▶ [What the task asks]:
Show all the lines in the data below that include the word "slab".

▶ [Working data]:
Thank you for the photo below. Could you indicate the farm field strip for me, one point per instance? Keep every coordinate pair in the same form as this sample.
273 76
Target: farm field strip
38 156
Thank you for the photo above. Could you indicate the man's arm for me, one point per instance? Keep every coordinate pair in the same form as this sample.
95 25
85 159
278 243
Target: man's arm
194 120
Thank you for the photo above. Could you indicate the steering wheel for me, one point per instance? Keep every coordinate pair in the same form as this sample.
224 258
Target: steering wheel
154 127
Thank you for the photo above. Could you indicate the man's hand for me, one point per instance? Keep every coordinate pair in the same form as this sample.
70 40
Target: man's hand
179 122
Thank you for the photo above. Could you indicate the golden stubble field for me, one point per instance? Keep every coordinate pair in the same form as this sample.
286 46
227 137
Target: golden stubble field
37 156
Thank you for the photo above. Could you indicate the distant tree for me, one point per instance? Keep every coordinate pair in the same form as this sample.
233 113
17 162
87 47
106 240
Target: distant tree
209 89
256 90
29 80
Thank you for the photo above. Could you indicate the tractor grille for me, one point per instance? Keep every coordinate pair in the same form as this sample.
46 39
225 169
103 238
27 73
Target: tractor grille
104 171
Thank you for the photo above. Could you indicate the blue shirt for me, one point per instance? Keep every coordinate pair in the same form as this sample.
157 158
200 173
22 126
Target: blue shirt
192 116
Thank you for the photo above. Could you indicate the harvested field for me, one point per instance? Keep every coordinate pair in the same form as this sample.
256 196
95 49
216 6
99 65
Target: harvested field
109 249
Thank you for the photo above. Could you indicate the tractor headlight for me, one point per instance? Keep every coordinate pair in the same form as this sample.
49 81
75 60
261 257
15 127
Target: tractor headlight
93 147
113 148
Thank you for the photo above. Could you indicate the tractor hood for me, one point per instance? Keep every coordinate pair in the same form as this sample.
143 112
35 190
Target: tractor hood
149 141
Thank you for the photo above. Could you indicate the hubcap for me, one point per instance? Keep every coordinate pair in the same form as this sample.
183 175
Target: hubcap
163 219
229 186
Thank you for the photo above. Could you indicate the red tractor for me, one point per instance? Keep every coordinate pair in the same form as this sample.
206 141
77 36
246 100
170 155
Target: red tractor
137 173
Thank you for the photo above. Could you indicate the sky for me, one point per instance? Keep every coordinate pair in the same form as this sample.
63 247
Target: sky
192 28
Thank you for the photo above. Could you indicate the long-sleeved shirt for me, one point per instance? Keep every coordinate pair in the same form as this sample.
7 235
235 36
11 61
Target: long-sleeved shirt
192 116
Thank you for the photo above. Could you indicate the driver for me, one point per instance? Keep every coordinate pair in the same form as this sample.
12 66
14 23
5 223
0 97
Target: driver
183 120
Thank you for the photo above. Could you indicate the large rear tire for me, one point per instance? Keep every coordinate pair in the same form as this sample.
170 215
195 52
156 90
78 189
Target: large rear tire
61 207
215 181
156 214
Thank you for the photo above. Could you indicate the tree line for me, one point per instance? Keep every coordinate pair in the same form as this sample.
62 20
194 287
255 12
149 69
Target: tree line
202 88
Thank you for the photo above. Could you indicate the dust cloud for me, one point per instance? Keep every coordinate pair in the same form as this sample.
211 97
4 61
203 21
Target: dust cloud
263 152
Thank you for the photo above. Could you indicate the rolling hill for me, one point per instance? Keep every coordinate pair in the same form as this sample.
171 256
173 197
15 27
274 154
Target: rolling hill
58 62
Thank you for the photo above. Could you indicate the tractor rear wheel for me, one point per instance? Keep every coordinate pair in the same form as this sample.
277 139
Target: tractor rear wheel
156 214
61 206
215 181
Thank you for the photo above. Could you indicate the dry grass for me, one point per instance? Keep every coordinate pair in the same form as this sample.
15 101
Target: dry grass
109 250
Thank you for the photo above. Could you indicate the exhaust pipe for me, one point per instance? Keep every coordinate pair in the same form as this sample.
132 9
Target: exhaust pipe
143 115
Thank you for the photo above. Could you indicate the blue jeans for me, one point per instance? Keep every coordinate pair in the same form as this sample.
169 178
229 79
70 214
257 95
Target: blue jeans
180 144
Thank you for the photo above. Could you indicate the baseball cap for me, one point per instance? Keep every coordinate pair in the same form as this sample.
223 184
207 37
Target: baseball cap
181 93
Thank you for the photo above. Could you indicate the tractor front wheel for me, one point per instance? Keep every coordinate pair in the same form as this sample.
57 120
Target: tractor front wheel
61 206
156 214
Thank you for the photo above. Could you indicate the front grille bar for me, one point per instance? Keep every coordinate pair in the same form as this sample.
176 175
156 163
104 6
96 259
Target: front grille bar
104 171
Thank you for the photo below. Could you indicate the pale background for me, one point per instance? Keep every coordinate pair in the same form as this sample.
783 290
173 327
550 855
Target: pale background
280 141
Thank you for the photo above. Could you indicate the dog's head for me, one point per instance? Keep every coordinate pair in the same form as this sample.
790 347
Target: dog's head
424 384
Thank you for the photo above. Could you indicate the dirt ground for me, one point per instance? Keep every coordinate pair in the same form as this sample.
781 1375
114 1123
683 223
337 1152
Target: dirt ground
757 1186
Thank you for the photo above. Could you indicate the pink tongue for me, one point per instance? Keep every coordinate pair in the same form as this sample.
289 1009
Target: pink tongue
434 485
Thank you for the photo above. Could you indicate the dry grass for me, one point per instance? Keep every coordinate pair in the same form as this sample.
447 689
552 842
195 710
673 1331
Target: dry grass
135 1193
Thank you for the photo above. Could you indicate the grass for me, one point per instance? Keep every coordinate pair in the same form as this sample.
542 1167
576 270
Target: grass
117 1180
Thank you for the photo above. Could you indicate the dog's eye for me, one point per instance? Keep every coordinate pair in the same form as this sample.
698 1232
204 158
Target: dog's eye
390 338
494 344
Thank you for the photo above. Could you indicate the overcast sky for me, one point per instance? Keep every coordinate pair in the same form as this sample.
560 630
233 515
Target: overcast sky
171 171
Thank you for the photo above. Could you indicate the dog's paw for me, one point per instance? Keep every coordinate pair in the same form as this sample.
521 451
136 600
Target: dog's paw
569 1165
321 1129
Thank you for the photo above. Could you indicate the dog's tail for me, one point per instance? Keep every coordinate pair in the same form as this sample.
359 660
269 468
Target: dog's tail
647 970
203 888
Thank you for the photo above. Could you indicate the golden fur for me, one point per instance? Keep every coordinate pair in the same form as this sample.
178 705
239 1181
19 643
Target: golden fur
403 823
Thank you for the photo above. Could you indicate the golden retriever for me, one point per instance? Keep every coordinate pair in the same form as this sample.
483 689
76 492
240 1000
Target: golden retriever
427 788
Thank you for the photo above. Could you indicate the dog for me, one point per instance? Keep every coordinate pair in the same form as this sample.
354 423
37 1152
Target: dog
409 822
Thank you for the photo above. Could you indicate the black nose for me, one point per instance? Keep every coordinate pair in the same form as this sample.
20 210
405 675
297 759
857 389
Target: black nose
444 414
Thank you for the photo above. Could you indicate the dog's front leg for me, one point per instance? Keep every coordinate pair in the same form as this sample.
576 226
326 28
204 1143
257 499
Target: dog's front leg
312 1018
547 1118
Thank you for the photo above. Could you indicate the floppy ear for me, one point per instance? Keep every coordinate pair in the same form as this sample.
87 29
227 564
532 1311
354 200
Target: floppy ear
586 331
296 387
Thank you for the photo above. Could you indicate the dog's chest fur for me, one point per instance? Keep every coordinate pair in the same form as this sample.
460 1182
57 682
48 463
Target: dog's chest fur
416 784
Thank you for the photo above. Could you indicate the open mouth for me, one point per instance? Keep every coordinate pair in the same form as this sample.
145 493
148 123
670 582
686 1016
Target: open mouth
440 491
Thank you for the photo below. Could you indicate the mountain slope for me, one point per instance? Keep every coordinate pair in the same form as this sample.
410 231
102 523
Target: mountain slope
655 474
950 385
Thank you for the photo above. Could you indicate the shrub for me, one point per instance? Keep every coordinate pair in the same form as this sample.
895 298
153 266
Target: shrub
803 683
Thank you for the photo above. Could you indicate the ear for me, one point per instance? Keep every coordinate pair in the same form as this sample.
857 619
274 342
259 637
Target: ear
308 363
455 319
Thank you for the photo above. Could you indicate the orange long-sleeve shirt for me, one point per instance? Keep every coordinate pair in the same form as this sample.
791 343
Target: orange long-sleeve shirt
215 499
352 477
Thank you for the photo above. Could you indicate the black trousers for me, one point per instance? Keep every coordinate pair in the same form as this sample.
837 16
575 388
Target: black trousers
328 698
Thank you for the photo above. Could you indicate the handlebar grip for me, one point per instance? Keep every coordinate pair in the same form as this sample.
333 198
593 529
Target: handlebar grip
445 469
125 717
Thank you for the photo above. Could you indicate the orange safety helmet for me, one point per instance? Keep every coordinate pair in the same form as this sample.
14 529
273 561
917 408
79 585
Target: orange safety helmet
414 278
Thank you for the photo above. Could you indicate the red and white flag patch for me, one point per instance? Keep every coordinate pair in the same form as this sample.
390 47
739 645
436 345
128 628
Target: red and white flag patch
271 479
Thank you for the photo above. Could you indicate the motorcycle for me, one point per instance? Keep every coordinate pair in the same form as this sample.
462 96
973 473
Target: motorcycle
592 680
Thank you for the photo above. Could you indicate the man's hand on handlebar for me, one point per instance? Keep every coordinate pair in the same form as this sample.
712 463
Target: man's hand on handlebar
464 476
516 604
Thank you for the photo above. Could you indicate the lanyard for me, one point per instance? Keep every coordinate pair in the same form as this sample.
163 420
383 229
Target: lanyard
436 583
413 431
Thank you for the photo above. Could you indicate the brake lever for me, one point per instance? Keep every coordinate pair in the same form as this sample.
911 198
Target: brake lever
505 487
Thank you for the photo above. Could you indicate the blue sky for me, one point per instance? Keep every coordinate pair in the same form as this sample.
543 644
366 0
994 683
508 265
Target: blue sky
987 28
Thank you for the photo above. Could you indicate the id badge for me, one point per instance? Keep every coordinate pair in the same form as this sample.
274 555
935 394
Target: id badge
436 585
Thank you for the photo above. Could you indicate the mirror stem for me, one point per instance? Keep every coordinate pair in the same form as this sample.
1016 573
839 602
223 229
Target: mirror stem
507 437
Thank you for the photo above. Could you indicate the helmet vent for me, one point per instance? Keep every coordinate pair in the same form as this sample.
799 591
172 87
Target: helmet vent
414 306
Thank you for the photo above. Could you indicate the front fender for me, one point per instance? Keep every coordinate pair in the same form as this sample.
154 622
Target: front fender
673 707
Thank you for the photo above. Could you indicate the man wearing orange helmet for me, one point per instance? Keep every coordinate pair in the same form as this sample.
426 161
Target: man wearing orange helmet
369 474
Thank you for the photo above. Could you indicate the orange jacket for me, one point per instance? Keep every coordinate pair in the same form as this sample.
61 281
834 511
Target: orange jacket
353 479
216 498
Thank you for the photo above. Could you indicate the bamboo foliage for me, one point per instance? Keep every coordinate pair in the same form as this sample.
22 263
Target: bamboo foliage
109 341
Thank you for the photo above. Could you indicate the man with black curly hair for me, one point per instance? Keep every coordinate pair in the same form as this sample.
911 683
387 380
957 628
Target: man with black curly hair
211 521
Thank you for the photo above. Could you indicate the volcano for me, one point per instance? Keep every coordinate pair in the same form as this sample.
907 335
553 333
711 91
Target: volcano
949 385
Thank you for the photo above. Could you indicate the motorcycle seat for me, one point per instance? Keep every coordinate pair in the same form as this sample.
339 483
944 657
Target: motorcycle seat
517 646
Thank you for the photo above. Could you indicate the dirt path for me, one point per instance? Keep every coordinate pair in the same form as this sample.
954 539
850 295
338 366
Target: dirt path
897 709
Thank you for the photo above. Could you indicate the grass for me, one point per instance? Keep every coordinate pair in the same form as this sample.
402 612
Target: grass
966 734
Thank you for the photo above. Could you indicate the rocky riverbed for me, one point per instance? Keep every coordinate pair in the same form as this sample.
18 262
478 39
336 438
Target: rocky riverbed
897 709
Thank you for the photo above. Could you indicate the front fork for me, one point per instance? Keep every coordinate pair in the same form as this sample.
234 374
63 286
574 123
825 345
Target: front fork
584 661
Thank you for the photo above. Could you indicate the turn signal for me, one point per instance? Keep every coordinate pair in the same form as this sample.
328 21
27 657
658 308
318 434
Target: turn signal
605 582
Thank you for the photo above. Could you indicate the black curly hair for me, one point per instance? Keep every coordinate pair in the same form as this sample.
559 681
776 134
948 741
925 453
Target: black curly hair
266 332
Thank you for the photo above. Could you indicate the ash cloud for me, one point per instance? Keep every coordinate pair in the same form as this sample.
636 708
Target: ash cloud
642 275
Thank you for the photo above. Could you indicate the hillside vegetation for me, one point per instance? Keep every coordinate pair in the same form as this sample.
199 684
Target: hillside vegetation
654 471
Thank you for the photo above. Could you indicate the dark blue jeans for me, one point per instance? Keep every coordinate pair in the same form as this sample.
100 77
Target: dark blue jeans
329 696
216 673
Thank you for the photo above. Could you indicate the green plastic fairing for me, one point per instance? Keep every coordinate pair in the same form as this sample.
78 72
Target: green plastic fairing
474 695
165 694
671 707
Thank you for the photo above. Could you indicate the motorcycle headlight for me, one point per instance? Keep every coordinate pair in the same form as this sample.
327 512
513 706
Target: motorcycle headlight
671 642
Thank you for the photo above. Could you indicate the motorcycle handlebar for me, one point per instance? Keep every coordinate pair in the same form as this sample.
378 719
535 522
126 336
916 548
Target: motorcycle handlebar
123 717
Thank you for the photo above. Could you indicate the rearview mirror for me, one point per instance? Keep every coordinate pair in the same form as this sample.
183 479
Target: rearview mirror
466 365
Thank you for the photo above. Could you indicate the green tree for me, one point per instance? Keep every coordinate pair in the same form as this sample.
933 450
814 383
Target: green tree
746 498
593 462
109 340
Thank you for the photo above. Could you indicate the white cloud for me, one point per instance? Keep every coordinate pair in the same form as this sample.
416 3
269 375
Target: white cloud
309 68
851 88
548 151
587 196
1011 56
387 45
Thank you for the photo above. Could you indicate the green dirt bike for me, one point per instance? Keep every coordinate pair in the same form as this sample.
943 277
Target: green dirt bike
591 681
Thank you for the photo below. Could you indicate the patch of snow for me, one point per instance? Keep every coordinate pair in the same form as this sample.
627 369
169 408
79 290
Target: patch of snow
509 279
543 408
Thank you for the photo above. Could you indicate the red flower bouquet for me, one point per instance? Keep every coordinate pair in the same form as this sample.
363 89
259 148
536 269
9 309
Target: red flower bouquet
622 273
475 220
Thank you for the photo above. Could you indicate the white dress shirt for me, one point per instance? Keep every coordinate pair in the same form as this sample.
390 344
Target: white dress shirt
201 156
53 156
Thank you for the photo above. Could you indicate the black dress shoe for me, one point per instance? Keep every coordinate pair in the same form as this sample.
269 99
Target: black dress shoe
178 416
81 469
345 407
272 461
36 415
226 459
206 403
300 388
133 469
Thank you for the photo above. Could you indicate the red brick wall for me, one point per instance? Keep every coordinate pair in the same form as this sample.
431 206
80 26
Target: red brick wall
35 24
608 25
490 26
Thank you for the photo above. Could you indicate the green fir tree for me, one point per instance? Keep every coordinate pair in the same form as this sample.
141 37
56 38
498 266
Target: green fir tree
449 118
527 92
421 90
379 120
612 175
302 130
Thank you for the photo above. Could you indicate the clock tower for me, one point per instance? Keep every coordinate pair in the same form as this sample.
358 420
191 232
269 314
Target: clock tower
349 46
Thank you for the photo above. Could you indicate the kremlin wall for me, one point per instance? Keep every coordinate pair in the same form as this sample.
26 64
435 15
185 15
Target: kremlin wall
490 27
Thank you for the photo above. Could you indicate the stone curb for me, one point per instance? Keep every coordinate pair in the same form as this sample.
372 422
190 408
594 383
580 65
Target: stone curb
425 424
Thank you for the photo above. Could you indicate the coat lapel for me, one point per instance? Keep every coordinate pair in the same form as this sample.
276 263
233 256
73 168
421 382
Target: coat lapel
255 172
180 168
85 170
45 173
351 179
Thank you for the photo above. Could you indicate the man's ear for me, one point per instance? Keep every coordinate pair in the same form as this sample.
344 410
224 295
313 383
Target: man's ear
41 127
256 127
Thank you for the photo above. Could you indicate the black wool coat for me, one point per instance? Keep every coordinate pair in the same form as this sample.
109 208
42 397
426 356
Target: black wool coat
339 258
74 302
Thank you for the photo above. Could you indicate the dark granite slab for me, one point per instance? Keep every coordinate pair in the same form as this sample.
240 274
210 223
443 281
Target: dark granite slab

▶ [Result for this exercise]:
Thank you for the photo above. Could you indicate the dark granite slab for me, one point per instance? Keep every coordinate pair in the same form as this sample.
Target: dark granite slab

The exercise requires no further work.